(Collected data)
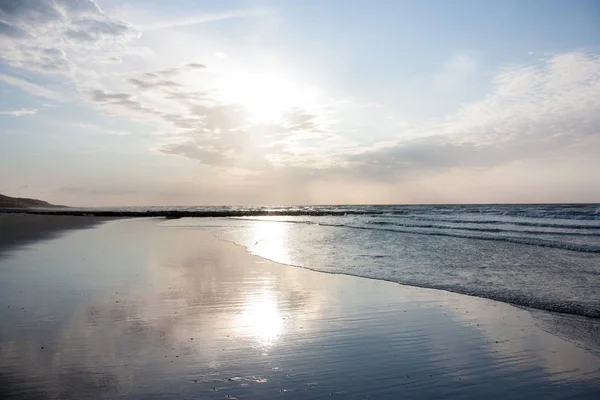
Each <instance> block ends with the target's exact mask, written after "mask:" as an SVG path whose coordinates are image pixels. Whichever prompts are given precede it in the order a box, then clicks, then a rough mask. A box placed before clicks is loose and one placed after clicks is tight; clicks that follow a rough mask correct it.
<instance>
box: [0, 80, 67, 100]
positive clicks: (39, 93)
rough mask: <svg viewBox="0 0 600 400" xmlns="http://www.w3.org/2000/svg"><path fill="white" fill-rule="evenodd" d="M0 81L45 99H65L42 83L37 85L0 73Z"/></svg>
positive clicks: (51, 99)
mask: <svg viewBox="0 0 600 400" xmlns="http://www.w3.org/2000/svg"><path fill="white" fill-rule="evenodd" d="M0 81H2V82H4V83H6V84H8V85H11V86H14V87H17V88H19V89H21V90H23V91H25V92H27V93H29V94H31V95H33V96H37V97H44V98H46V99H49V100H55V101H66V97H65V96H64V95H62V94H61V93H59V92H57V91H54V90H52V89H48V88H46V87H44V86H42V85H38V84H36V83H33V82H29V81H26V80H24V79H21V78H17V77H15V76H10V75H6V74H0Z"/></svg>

...

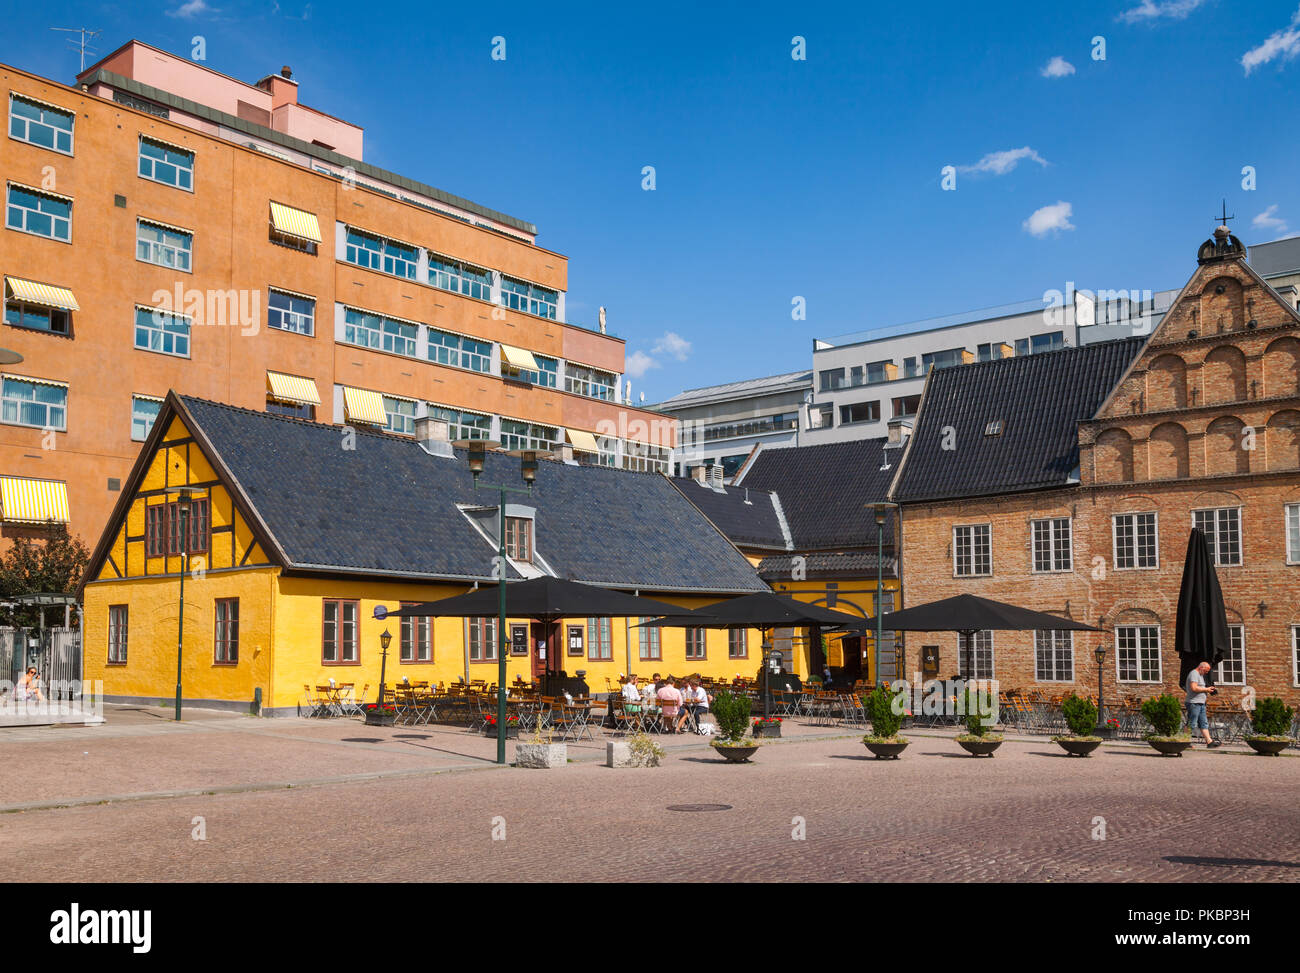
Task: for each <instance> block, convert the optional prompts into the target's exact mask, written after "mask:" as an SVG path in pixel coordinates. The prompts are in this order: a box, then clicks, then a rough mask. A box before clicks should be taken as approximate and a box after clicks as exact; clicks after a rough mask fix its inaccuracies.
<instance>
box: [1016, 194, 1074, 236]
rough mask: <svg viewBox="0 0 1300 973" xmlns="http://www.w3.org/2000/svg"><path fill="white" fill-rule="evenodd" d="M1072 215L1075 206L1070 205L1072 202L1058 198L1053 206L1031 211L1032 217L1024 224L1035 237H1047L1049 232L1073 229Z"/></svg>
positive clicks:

Task directions:
Write out exactly the lines above between the line with "Each <instance> block ends" and the line with "positive clicks: (39, 93)", inclusive, and nothing beyond them.

Solution below:
Each <instance> block ends with the target's exact mask, written after "mask:" as an SVG path whose coordinates are image pixels. Whichever prompts are given precede it in the order a box, then clicks, then a rough mask. A box placed before clicks is loose and one placed after clicks is tight; clicks that follow a rough mask correct it.
<instance>
box: [0, 80, 67, 100]
positive clicks: (39, 93)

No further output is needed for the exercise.